--- Records shown ---
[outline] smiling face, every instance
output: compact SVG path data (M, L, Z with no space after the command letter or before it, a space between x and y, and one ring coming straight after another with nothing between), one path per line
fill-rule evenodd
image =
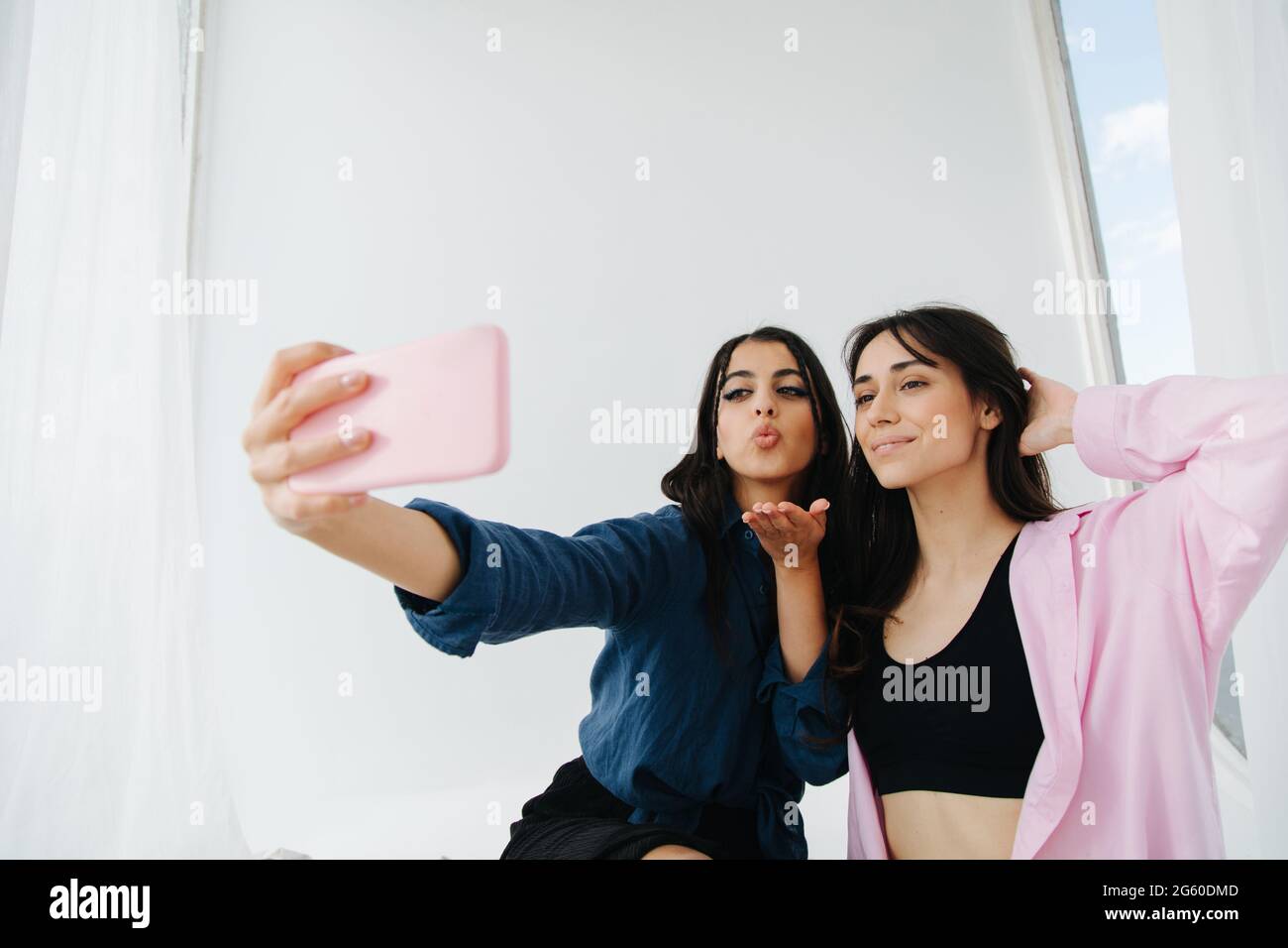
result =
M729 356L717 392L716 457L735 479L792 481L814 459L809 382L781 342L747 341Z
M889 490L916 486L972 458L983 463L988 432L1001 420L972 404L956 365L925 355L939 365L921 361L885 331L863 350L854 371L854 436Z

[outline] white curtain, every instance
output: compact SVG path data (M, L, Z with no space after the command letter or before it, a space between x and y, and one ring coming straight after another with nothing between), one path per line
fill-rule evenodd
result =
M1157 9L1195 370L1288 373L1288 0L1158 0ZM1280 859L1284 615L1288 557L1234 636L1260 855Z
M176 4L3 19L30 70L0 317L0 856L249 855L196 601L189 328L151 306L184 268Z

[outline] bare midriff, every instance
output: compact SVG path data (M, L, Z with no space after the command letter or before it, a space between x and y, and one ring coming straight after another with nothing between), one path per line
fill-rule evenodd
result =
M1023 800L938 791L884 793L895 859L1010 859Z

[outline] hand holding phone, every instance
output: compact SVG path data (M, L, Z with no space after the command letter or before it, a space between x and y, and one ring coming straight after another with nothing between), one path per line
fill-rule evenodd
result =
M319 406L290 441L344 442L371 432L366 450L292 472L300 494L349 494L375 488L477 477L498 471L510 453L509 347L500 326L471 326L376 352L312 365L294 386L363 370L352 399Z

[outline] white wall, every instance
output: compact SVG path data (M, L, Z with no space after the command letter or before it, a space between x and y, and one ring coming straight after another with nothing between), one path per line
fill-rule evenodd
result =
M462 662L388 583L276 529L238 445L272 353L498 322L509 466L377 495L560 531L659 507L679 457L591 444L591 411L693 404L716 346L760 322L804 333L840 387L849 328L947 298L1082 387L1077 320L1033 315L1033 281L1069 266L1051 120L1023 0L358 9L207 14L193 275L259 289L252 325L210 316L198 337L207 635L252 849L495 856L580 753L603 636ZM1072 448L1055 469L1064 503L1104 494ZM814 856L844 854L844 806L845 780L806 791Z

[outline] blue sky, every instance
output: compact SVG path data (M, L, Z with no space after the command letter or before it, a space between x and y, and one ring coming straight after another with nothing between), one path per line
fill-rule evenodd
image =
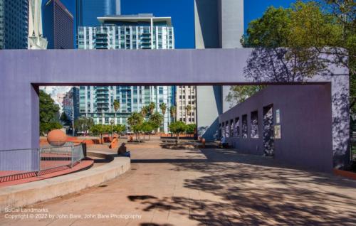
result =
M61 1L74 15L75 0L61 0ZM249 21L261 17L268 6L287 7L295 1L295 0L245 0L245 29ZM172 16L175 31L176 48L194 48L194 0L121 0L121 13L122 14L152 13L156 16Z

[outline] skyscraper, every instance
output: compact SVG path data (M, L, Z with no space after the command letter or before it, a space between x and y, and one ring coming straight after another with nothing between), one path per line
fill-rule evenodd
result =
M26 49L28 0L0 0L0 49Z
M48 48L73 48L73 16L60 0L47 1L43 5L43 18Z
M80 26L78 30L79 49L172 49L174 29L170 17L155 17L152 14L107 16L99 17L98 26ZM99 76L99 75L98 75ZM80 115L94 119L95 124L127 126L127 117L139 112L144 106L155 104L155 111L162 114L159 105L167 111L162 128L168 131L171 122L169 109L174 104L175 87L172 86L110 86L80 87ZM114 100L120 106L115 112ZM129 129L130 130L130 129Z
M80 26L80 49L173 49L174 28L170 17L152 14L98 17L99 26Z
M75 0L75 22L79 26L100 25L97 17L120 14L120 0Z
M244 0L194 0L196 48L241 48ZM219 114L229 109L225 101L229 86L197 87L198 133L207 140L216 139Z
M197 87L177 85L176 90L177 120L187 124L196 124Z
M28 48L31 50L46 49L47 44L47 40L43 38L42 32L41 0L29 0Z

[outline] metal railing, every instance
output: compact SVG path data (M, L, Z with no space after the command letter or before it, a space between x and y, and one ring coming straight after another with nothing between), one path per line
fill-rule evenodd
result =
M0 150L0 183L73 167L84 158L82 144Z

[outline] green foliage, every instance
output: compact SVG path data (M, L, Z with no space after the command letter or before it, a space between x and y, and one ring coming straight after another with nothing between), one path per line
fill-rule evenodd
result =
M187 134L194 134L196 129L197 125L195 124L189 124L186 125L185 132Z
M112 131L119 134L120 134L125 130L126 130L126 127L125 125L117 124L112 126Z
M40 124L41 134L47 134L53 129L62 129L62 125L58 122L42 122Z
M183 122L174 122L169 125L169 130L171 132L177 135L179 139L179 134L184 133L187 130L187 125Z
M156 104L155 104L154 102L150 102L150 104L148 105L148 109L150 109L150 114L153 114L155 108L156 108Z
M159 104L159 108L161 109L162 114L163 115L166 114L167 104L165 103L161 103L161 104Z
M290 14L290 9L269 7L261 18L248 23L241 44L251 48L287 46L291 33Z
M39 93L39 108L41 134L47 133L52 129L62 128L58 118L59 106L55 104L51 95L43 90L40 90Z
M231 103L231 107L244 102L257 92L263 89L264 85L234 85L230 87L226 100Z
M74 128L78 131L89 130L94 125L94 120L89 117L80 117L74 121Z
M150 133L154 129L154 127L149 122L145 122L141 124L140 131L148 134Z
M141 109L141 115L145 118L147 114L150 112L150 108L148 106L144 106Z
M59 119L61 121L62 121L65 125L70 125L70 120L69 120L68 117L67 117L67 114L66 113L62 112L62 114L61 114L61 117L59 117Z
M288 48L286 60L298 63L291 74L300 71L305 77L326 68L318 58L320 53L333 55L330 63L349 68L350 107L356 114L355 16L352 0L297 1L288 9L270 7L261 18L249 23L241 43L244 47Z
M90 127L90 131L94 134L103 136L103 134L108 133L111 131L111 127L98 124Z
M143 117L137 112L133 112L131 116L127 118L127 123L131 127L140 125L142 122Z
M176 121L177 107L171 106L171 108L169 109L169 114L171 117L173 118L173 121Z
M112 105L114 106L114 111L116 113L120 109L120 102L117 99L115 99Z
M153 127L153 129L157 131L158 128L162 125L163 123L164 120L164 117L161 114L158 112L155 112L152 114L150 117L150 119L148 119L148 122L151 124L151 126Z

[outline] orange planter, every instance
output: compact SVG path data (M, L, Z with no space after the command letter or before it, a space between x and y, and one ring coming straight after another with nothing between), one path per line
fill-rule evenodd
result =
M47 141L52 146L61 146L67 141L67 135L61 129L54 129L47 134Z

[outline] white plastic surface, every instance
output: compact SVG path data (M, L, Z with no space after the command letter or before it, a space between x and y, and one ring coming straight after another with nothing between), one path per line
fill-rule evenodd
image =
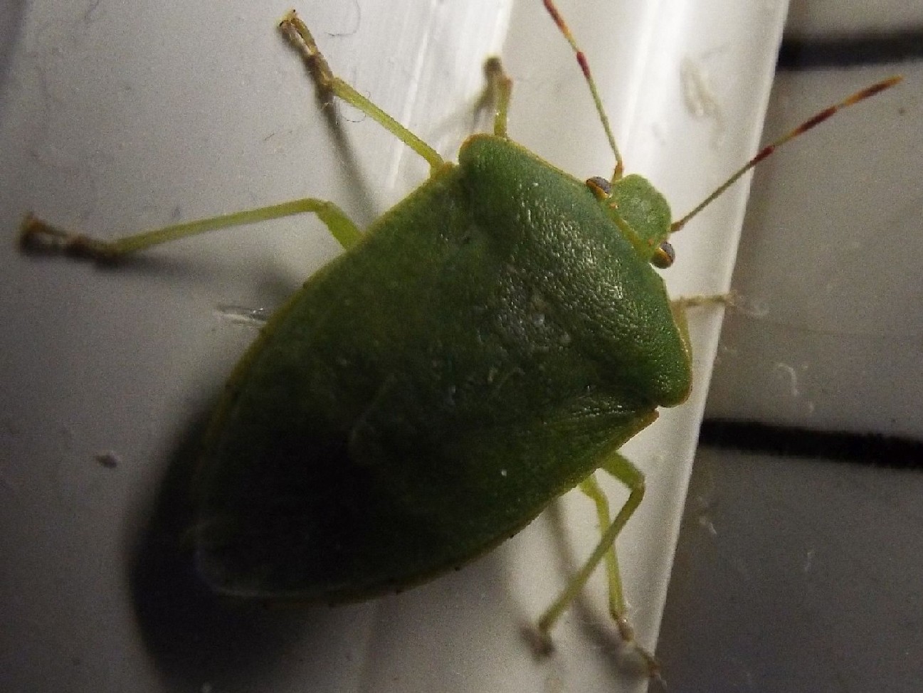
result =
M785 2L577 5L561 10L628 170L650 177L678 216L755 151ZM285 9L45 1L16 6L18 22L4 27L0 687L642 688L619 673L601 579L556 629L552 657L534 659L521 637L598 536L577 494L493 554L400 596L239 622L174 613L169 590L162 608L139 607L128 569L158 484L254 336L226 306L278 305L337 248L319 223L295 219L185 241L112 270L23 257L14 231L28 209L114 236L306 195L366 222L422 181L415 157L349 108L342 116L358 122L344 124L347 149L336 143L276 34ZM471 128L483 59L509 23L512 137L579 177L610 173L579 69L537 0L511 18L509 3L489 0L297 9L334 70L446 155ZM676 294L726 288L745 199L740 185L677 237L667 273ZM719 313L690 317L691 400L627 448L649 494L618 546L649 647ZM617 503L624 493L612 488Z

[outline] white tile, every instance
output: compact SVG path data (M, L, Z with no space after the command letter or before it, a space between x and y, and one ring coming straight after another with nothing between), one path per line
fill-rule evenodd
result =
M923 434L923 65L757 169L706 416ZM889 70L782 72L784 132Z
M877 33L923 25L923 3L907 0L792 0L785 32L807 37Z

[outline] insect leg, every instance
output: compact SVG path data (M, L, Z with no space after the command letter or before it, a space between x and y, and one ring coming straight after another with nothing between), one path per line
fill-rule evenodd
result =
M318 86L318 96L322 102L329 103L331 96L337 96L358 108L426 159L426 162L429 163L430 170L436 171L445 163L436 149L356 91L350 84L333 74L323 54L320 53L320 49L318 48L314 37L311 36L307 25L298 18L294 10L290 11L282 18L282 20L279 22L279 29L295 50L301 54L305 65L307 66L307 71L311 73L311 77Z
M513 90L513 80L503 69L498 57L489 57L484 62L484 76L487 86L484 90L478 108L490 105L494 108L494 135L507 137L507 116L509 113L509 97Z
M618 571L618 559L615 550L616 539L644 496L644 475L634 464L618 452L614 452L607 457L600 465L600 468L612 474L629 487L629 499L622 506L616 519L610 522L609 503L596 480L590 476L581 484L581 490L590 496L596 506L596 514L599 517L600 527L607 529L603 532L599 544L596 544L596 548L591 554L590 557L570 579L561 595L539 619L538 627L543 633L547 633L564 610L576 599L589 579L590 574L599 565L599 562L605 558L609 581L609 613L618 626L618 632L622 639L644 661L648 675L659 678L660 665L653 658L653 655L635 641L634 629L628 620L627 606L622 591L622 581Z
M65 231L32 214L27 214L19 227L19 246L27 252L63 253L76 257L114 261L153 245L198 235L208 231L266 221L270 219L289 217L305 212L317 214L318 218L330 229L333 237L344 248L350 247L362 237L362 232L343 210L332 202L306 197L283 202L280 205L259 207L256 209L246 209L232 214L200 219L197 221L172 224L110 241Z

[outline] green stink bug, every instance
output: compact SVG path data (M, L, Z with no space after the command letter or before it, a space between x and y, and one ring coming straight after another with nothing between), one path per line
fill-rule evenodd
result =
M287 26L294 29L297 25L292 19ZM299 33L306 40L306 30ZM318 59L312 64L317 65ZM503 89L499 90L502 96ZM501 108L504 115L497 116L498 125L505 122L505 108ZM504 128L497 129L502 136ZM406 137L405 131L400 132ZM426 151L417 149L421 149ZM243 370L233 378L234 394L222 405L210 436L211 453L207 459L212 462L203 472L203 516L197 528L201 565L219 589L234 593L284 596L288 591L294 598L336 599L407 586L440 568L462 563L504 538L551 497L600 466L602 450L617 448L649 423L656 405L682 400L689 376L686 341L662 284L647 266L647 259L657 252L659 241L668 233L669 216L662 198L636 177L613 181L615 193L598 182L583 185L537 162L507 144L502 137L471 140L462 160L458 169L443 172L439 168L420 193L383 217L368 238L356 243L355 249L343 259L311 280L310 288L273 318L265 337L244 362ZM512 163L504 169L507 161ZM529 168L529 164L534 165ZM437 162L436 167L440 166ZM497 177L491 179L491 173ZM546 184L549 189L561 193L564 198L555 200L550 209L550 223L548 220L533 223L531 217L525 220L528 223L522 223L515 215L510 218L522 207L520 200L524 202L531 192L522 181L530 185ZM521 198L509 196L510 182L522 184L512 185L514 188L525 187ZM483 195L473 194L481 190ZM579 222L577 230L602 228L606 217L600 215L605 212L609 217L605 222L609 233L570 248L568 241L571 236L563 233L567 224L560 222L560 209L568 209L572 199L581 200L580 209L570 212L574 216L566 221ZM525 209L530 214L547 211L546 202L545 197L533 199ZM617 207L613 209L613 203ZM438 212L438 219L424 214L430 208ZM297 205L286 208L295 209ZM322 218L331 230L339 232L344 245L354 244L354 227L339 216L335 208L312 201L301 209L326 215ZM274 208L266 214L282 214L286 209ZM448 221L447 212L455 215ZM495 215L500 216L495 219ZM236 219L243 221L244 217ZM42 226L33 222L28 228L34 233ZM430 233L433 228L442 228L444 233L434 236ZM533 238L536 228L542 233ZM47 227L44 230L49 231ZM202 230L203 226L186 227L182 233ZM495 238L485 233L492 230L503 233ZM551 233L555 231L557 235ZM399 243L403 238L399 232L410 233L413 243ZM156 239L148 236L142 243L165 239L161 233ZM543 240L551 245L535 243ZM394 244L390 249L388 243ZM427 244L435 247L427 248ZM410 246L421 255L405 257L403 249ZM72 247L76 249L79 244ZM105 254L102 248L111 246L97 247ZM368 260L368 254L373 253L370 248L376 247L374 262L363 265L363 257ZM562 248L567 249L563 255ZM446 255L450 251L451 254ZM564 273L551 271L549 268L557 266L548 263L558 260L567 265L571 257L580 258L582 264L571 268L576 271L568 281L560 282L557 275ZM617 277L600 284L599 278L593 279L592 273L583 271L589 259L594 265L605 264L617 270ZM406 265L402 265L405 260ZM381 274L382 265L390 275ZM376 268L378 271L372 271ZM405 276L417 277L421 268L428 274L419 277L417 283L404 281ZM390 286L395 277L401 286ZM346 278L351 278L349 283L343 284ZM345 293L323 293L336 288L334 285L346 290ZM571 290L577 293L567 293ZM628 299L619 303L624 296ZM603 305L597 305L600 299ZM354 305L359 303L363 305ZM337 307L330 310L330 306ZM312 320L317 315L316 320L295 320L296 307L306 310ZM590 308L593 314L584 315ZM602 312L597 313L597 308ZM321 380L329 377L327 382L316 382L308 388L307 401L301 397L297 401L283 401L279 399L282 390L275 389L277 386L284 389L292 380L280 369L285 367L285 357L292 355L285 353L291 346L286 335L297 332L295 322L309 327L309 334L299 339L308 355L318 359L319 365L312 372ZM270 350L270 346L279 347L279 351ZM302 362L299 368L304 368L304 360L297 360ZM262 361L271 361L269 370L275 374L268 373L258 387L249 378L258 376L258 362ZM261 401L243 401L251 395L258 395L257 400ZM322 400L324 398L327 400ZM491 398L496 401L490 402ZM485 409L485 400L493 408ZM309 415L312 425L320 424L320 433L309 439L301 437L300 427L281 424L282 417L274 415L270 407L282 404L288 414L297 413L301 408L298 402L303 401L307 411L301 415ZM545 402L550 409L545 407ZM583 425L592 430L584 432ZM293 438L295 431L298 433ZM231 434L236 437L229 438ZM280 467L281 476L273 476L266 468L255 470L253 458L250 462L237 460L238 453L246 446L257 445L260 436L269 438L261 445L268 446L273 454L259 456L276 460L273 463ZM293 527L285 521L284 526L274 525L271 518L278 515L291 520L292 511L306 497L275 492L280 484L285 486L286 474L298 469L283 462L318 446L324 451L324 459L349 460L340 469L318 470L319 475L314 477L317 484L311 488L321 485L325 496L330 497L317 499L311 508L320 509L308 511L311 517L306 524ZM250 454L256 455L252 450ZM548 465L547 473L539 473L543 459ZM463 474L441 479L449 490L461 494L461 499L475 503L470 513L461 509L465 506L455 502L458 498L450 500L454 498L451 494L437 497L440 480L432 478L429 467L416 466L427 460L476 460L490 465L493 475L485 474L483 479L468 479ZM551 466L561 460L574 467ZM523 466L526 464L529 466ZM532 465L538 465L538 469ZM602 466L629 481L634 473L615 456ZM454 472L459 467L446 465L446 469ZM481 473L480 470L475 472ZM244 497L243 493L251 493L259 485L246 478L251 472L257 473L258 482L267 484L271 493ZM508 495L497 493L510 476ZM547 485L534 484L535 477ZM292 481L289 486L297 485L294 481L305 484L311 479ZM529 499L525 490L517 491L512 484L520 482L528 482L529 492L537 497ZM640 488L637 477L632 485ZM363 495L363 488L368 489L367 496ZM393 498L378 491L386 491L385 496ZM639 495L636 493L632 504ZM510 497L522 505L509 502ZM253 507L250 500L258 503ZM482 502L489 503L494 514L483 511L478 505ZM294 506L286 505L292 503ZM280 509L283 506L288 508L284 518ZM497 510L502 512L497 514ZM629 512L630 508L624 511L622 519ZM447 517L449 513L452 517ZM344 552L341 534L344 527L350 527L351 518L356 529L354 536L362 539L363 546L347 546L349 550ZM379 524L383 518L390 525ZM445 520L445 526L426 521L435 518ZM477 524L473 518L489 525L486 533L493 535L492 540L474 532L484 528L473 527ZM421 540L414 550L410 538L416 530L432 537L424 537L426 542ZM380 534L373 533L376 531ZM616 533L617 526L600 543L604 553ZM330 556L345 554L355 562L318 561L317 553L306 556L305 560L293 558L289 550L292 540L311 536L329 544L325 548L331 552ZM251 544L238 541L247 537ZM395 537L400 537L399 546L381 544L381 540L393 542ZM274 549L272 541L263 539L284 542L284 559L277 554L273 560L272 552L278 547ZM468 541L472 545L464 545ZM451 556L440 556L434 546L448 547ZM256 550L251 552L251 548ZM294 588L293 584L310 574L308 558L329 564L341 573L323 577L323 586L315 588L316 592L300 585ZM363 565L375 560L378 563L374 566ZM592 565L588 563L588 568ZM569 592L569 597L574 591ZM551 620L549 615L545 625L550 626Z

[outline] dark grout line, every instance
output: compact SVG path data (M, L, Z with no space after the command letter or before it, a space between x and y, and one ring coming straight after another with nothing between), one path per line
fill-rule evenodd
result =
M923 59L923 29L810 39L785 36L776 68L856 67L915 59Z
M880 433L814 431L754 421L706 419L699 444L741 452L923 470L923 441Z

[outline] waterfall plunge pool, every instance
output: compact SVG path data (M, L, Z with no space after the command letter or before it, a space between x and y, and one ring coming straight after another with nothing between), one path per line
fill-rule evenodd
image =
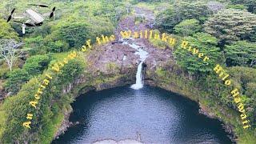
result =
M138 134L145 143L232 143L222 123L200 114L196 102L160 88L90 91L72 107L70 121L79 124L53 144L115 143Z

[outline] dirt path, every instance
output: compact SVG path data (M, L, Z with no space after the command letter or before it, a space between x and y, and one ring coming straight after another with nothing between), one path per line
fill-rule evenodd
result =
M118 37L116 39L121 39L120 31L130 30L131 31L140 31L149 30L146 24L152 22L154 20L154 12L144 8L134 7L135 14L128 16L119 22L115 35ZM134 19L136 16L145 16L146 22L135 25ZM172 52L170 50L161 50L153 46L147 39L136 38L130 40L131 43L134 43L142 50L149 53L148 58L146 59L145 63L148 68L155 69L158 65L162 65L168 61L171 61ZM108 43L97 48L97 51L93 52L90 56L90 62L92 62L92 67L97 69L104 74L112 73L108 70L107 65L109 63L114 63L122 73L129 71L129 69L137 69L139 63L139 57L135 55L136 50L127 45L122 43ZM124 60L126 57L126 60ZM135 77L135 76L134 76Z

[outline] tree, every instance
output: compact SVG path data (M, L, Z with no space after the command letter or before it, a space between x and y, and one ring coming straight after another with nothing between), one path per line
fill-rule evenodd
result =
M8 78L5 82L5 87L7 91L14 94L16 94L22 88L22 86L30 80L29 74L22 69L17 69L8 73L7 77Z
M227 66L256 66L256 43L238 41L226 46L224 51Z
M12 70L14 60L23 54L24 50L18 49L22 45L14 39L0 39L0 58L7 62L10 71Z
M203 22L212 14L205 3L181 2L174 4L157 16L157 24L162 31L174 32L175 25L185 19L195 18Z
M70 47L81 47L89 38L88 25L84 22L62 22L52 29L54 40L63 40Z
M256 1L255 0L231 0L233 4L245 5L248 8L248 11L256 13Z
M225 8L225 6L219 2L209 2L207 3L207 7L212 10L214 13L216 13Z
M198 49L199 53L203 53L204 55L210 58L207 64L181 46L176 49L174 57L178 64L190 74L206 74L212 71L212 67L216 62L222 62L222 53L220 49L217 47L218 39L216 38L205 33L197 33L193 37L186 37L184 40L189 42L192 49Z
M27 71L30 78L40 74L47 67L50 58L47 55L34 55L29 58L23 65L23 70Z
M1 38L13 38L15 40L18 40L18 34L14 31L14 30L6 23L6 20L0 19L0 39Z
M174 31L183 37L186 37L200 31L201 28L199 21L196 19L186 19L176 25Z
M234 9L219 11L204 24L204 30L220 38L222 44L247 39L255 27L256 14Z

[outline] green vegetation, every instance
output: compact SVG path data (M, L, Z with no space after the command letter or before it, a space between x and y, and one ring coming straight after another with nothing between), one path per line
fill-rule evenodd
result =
---
### Task details
Repeat every line of the listing above, starting with the line containing "[outline] tree, every instance" and ending with the line containing "M256 1L255 0L231", both of those lines included.

### Result of the task
[outline] tree, every instance
output: compact SVG path data (M, L, Z with no space after the command letter or before it, a space between x and y, and one ring coming straight after another with nothing between), one path per line
fill-rule evenodd
result =
M8 78L5 82L5 87L7 91L14 94L16 94L22 88L22 86L30 80L29 74L22 69L17 69L8 73L7 77Z
M227 66L256 66L256 43L238 41L226 46L224 51Z
M12 70L14 60L23 54L24 50L18 49L22 45L14 39L0 39L0 58L7 62L10 71Z
M203 22L212 14L205 3L181 2L174 4L157 16L157 24L162 31L174 32L175 25L185 19L195 18Z
M70 47L81 47L89 38L88 25L84 22L62 22L52 29L54 40L63 40Z
M256 1L255 0L231 0L233 4L245 5L248 8L248 11L256 13Z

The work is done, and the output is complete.